[Required task] From the records below, pull out each line that contains the word "curtain" and copy it, leaving out all other lines.

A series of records
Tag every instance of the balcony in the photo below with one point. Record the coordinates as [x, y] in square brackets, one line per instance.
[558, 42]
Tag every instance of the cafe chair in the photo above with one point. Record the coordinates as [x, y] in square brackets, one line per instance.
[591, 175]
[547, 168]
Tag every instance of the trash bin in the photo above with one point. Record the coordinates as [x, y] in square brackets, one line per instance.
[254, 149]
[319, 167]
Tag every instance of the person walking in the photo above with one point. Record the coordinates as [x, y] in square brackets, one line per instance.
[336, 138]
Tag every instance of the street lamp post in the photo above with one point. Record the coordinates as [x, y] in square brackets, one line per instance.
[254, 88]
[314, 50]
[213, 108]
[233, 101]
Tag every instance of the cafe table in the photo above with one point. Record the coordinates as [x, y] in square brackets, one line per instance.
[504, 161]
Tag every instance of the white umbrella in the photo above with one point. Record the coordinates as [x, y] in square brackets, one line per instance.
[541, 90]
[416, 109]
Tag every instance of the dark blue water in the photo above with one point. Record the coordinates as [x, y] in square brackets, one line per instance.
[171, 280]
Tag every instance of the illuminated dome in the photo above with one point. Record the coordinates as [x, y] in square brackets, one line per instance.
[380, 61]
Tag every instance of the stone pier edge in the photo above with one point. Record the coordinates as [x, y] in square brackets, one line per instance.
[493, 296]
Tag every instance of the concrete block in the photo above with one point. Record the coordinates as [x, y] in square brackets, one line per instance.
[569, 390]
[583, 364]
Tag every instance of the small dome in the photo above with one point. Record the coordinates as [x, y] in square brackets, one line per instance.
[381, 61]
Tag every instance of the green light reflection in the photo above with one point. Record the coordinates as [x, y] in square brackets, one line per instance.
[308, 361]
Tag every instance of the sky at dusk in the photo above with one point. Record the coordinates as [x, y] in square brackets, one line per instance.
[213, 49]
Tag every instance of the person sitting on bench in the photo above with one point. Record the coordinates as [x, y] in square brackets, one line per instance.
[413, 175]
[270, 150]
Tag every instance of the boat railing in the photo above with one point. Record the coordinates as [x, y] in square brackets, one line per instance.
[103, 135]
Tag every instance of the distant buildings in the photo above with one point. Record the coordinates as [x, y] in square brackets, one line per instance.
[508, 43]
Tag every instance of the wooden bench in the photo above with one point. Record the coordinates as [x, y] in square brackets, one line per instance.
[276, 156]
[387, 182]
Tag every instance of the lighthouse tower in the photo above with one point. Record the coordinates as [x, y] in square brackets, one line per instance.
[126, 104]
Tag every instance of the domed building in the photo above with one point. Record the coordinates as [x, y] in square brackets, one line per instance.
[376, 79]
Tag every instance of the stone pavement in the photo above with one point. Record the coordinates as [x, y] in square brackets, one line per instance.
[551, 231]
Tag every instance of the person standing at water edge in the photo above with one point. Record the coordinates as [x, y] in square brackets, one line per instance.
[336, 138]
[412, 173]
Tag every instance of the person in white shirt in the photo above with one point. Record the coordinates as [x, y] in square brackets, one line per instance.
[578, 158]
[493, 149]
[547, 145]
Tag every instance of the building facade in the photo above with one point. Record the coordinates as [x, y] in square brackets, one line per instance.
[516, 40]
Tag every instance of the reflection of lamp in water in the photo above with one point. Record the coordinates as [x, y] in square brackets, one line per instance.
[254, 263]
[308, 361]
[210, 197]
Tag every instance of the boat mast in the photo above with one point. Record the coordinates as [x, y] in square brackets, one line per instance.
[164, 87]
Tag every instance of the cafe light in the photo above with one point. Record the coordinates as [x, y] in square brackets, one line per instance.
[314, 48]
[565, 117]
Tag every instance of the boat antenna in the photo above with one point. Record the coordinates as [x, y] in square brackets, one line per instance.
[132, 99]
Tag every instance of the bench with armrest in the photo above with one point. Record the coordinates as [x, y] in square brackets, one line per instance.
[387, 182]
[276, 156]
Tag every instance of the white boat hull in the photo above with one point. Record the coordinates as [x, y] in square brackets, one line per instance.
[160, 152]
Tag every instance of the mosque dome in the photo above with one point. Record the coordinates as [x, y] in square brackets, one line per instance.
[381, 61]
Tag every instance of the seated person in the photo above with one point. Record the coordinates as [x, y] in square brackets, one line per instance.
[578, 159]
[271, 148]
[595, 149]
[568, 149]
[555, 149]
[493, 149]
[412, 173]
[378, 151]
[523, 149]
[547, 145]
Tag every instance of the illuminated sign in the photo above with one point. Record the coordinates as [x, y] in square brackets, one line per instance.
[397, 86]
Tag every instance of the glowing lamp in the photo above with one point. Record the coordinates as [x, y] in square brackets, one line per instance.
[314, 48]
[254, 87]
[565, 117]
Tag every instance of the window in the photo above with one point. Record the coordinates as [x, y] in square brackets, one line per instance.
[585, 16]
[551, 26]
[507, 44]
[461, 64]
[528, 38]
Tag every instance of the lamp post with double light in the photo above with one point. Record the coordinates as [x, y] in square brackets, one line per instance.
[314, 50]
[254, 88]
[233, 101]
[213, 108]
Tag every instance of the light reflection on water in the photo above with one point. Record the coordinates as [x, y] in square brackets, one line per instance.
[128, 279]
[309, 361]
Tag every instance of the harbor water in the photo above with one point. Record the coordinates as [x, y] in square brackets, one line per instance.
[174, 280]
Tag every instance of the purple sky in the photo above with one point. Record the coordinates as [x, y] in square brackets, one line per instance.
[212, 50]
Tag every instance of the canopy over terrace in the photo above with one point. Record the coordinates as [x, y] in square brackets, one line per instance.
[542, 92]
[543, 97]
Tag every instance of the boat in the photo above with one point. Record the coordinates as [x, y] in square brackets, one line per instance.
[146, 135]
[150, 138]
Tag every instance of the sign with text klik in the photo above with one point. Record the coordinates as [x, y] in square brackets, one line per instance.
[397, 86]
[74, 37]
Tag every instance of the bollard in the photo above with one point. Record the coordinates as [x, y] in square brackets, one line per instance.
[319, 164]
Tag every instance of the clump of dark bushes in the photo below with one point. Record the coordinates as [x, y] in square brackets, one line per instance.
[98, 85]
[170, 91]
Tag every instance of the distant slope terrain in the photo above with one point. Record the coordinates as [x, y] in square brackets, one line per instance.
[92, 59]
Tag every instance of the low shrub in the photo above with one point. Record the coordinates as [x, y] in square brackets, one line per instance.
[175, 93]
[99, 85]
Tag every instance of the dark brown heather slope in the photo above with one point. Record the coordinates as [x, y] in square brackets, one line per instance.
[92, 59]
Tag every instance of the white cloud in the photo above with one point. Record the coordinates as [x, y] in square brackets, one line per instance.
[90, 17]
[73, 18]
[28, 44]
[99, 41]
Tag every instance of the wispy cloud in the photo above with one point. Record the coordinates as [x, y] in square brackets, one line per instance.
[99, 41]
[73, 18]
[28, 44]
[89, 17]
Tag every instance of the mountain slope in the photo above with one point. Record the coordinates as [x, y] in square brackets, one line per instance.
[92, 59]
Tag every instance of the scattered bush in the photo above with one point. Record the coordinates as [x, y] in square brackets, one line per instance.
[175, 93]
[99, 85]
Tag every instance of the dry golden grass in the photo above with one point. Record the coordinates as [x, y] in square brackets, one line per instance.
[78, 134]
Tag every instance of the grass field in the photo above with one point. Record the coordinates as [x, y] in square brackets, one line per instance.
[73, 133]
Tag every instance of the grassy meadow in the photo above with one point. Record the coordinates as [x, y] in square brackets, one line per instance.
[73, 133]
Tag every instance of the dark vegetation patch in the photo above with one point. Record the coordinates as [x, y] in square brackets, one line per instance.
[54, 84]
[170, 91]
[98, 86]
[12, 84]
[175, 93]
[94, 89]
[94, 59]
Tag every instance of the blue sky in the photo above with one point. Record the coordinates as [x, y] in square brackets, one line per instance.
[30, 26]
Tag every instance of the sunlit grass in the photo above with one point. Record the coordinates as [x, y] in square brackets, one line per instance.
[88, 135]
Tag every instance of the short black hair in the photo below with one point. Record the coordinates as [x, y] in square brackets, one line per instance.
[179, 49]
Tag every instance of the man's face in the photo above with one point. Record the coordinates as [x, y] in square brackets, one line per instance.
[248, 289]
---
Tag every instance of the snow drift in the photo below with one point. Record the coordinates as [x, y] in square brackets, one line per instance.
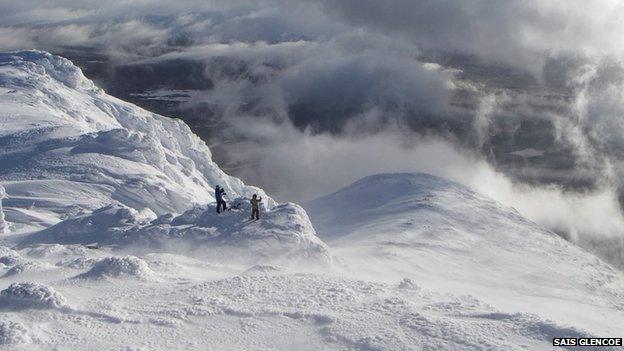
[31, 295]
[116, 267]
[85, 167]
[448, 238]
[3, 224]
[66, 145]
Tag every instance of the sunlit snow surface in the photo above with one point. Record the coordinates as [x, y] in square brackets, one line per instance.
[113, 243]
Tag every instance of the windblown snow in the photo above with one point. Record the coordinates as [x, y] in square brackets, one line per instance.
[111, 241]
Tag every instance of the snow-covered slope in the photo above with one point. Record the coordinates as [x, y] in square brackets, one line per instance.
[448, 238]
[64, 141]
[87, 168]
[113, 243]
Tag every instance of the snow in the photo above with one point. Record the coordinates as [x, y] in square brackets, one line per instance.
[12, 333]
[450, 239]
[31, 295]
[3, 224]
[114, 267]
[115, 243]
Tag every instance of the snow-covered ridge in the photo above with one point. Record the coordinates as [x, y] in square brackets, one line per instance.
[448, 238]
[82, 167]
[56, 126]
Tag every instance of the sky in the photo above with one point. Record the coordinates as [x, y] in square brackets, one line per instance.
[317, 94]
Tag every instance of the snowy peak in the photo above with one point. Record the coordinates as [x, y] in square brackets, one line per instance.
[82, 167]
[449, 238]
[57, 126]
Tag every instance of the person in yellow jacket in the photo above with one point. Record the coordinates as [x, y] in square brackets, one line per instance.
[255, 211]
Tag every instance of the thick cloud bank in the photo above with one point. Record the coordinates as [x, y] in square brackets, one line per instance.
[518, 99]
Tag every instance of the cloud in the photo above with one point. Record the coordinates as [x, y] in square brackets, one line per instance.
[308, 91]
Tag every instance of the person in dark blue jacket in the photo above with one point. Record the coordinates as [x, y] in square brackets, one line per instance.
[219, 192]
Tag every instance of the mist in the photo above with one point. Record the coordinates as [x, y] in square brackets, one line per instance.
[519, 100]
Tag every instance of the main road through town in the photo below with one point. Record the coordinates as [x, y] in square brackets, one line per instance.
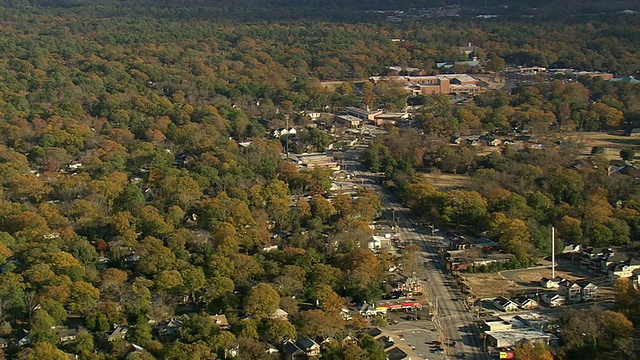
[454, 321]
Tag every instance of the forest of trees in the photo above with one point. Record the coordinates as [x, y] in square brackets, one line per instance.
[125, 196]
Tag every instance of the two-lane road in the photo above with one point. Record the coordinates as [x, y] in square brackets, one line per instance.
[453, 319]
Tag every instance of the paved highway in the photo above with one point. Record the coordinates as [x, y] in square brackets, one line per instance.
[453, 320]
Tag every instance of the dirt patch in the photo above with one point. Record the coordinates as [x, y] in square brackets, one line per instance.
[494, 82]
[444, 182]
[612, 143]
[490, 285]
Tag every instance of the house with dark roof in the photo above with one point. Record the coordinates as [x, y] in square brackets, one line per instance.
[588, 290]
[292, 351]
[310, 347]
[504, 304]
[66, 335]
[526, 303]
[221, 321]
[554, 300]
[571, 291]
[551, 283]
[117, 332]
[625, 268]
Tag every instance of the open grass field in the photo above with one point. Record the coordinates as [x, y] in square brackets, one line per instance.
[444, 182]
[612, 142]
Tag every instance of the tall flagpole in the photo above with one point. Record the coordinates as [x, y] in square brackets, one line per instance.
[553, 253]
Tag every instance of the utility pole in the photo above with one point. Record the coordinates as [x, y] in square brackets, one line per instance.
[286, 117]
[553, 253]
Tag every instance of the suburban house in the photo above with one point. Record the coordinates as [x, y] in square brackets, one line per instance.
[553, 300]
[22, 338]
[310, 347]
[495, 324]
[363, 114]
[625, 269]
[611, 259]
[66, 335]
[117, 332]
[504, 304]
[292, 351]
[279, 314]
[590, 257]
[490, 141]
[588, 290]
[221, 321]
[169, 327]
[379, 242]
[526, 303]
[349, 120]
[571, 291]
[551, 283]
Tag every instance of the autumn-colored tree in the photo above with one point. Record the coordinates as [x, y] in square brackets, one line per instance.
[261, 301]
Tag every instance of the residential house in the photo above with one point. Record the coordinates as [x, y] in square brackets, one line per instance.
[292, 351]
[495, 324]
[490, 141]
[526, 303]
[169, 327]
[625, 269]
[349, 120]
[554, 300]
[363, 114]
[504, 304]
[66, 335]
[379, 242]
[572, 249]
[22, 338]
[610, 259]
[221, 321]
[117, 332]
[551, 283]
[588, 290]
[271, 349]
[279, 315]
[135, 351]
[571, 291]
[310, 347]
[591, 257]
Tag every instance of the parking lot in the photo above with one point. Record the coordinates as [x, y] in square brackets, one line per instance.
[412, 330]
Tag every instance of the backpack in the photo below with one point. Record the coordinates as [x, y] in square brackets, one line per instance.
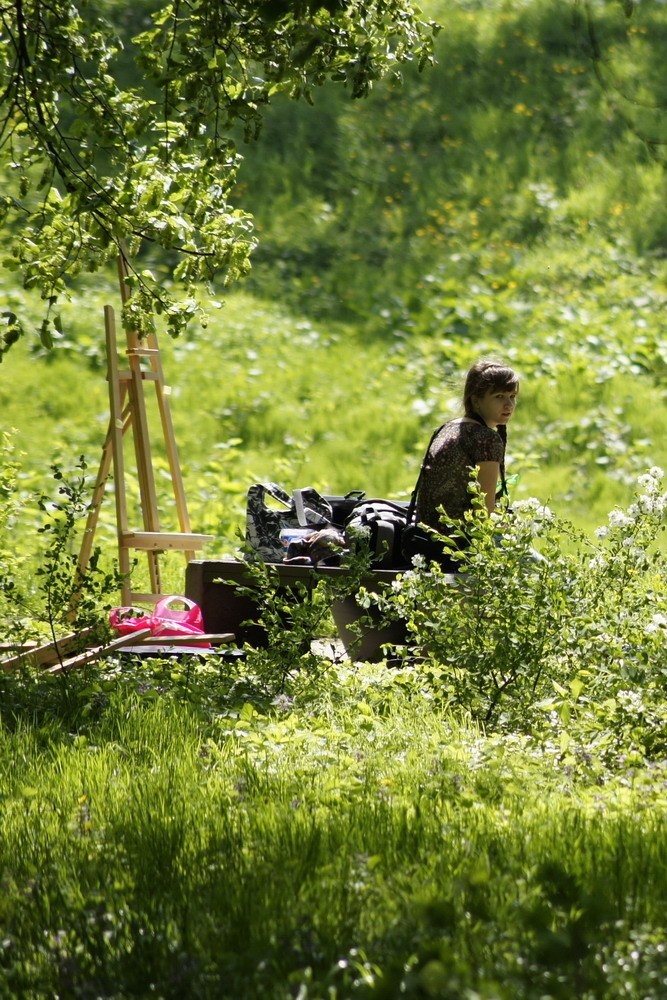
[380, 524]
==
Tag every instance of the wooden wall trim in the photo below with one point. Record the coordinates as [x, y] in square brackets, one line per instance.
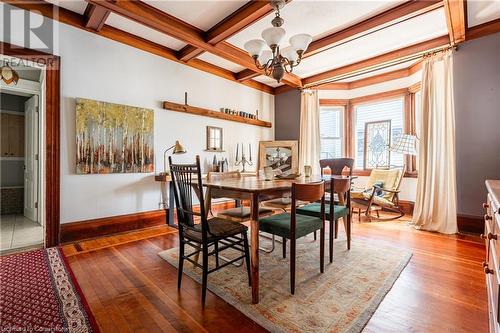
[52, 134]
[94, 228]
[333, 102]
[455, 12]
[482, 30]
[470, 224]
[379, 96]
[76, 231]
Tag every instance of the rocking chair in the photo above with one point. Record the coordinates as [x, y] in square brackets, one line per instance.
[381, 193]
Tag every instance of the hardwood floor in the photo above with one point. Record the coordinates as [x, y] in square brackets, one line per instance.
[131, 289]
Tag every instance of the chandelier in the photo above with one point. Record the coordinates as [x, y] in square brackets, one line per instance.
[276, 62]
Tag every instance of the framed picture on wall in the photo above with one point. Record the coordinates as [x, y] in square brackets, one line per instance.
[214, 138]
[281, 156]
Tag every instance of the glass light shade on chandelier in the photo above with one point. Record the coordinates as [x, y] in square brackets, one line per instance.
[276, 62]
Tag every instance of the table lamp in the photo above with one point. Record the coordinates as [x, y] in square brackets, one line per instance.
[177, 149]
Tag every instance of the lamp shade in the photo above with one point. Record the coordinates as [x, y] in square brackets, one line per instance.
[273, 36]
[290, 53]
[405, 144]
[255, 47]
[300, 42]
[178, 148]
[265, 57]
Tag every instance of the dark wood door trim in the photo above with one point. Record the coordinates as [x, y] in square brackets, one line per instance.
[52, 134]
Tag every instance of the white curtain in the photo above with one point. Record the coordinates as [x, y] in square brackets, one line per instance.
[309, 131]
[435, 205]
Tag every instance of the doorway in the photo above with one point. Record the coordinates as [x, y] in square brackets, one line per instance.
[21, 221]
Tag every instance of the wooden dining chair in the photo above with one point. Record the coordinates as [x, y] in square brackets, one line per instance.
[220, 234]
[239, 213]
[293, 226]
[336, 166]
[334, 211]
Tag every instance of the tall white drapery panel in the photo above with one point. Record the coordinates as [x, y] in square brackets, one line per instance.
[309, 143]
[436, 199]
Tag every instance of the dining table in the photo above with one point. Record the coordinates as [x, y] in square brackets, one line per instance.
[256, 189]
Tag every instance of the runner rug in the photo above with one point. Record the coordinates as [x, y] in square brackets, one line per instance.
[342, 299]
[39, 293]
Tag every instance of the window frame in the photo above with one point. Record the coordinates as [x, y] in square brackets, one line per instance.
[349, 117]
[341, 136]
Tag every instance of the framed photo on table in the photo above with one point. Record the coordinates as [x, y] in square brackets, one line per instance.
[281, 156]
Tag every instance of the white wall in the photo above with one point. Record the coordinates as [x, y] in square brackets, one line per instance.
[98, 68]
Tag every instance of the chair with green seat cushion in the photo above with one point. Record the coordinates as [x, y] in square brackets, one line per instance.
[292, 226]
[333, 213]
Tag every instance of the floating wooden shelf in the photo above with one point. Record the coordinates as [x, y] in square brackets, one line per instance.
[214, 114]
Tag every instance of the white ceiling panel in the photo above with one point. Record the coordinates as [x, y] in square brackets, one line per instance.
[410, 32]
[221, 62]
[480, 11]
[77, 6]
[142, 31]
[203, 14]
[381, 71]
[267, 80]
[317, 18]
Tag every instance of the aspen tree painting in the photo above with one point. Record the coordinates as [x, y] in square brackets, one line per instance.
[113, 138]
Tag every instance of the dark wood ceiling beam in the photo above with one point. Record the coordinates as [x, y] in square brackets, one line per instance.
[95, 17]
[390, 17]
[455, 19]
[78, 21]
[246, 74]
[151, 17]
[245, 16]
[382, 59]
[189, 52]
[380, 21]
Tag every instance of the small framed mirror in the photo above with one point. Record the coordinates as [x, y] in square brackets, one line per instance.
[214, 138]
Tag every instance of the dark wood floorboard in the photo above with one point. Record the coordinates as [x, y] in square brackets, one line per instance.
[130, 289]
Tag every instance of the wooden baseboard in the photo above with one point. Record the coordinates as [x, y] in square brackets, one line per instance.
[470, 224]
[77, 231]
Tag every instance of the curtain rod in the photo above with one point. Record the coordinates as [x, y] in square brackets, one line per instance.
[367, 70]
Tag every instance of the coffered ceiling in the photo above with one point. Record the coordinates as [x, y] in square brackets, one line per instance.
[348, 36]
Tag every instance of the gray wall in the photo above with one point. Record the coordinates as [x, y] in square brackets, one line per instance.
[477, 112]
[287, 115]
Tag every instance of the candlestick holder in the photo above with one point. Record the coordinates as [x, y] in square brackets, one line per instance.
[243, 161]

[Response]
Tag every instance of the white curtain in the photo above with one point. Record the coordinates as [x, y] in square brackets, one line per instance.
Tag every instance of the curtain rod in the photo above with one point. Record the coordinates as [x, y] in square brackets, one line per instance.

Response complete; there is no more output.